What is asked | Return the lines below word for word, without any pictures.
# Information shown start
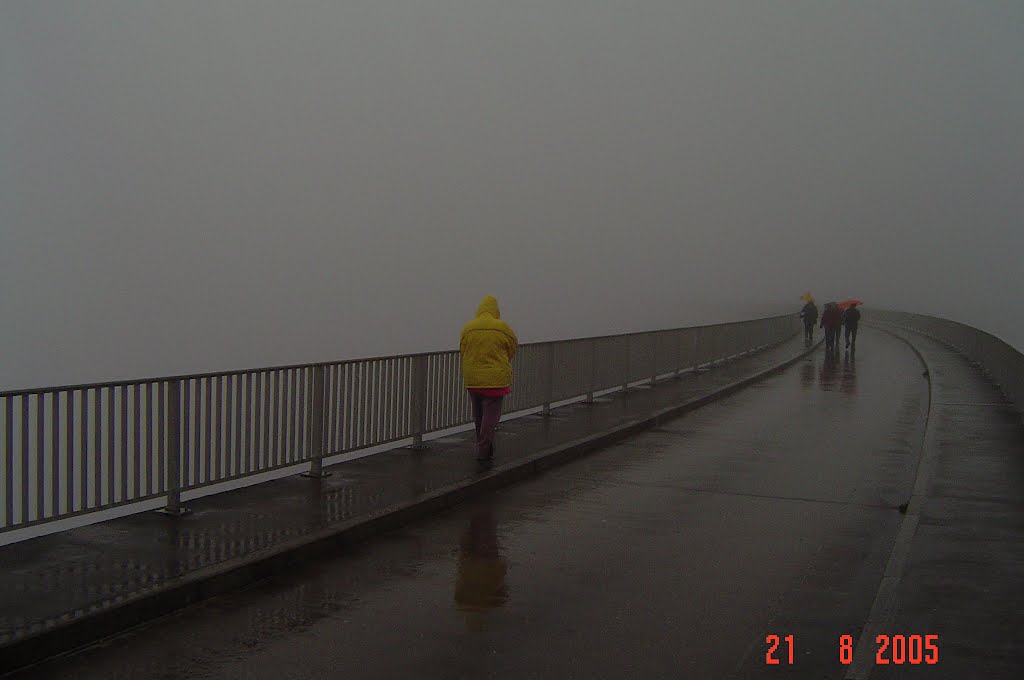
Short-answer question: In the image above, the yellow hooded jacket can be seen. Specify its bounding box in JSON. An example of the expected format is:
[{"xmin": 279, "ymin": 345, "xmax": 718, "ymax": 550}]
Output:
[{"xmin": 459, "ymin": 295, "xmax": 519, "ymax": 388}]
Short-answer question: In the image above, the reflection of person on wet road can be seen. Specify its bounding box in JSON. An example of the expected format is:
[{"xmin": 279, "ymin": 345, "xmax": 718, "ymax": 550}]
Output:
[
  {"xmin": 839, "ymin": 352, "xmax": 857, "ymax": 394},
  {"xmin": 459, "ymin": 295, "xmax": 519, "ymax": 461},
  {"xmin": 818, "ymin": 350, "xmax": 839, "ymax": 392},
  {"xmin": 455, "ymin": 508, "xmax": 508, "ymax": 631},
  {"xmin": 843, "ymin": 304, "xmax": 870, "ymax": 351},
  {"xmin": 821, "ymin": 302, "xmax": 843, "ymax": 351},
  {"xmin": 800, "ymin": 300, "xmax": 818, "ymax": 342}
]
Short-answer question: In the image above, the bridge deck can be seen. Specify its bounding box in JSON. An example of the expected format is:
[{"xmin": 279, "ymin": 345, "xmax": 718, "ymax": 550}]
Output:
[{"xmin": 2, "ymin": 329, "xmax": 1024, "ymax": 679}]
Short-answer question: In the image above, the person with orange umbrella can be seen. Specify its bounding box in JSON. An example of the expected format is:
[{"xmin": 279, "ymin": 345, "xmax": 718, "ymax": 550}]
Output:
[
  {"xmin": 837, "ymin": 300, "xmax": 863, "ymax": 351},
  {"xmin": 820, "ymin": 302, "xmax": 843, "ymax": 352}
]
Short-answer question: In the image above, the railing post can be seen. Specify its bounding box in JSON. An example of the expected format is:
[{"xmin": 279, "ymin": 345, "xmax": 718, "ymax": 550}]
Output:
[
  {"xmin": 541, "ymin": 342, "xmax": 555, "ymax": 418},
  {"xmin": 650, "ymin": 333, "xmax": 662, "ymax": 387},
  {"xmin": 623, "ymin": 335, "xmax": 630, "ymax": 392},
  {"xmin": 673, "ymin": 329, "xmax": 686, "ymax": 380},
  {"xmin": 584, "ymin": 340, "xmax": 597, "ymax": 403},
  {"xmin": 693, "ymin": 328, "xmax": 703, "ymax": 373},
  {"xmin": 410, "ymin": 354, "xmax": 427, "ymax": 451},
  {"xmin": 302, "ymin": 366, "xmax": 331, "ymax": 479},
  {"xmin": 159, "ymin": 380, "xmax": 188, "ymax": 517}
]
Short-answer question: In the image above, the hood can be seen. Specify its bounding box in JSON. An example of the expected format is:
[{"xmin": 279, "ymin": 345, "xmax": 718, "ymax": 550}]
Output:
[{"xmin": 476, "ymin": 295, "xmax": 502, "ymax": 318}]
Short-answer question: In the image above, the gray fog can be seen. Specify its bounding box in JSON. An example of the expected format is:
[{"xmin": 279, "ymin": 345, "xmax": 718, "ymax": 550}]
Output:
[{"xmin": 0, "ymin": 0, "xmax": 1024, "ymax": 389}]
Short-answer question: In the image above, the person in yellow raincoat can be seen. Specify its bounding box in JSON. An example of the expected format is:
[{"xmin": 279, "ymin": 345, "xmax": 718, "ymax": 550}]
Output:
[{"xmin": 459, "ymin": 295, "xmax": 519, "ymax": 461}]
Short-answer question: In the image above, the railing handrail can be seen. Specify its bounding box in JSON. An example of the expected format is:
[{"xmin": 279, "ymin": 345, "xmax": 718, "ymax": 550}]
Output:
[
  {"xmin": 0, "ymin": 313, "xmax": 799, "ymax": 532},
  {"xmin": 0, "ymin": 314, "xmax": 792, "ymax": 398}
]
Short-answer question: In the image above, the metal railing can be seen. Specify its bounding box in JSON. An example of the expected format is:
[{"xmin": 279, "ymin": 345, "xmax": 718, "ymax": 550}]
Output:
# Information shown end
Output for this exercise |
Short-answer question: In the image above, the yellow hooded jacket can be seen. Specify its bounding box in JSON. An example of the expected format is:
[{"xmin": 279, "ymin": 345, "xmax": 718, "ymax": 550}]
Output:
[{"xmin": 459, "ymin": 295, "xmax": 519, "ymax": 388}]
Short-answer question: In the image above, the reflection of person on wet road can be seen. Specify its bounding box in JSON. An example of the expected format is:
[{"xmin": 279, "ymin": 345, "xmax": 718, "ymax": 550}]
Output:
[
  {"xmin": 839, "ymin": 352, "xmax": 857, "ymax": 394},
  {"xmin": 459, "ymin": 295, "xmax": 519, "ymax": 461},
  {"xmin": 818, "ymin": 350, "xmax": 839, "ymax": 392},
  {"xmin": 455, "ymin": 508, "xmax": 508, "ymax": 631},
  {"xmin": 843, "ymin": 304, "xmax": 870, "ymax": 351},
  {"xmin": 821, "ymin": 302, "xmax": 843, "ymax": 351},
  {"xmin": 800, "ymin": 300, "xmax": 818, "ymax": 342}
]
Short-answer question: In the image above, the bridge deck can be seen. Specify its bounding box in JSON. An example of the expected format is:
[{"xmin": 279, "ymin": 345, "xmax": 718, "ymax": 550}]
Output:
[{"xmin": 2, "ymin": 329, "xmax": 1024, "ymax": 679}]
Short-answer question: In the image above, the person with orange umbrella can be seen. Specify its bounding box in JSON. An example of the expected format is:
[{"xmin": 279, "ymin": 345, "xmax": 718, "ymax": 550}]
Output:
[
  {"xmin": 837, "ymin": 300, "xmax": 863, "ymax": 351},
  {"xmin": 820, "ymin": 302, "xmax": 843, "ymax": 352}
]
Short-answer question: In the image above, the railing post can be seen. Specify its bounding box in JSON. An example of the expected format is:
[{"xmin": 279, "ymin": 345, "xmax": 718, "ymax": 550}]
Output:
[
  {"xmin": 541, "ymin": 342, "xmax": 555, "ymax": 418},
  {"xmin": 650, "ymin": 333, "xmax": 662, "ymax": 387},
  {"xmin": 623, "ymin": 335, "xmax": 630, "ymax": 392},
  {"xmin": 673, "ymin": 329, "xmax": 686, "ymax": 380},
  {"xmin": 584, "ymin": 340, "xmax": 597, "ymax": 403},
  {"xmin": 693, "ymin": 328, "xmax": 703, "ymax": 373},
  {"xmin": 410, "ymin": 354, "xmax": 427, "ymax": 451},
  {"xmin": 302, "ymin": 366, "xmax": 331, "ymax": 479},
  {"xmin": 159, "ymin": 380, "xmax": 188, "ymax": 517}
]
Short-answer question: In the image above, the hood can be seen. Specify its bounding box in JSON. An example of the expected format is:
[{"xmin": 279, "ymin": 345, "xmax": 718, "ymax": 550}]
Output:
[{"xmin": 476, "ymin": 295, "xmax": 502, "ymax": 318}]
Short-answer question: In the image above, the gray fog can be seen. Specify its bounding box in JSON. An example of the expected format is:
[{"xmin": 279, "ymin": 345, "xmax": 718, "ymax": 550}]
Output:
[{"xmin": 0, "ymin": 0, "xmax": 1024, "ymax": 389}]
Short-answer question: In the image above, the person in yellow raincoat can be seen. Specify its bounding box in JSON. An example of the expected format is:
[{"xmin": 279, "ymin": 345, "xmax": 718, "ymax": 550}]
Output:
[{"xmin": 459, "ymin": 295, "xmax": 519, "ymax": 461}]
Short-answer question: In the image above, the railing handrail can be seen. Specify its bounding box in JSON. An example of the expected format is:
[{"xmin": 279, "ymin": 345, "xmax": 718, "ymax": 550}]
Output:
[
  {"xmin": 0, "ymin": 313, "xmax": 799, "ymax": 532},
  {"xmin": 0, "ymin": 314, "xmax": 792, "ymax": 398}
]
Short-answer question: In the image above, the metal railing can be seen. Specify its bounding box in JSON. An example of the expected format is:
[{"xmin": 279, "ymin": 345, "xmax": 718, "ymax": 550}]
Output:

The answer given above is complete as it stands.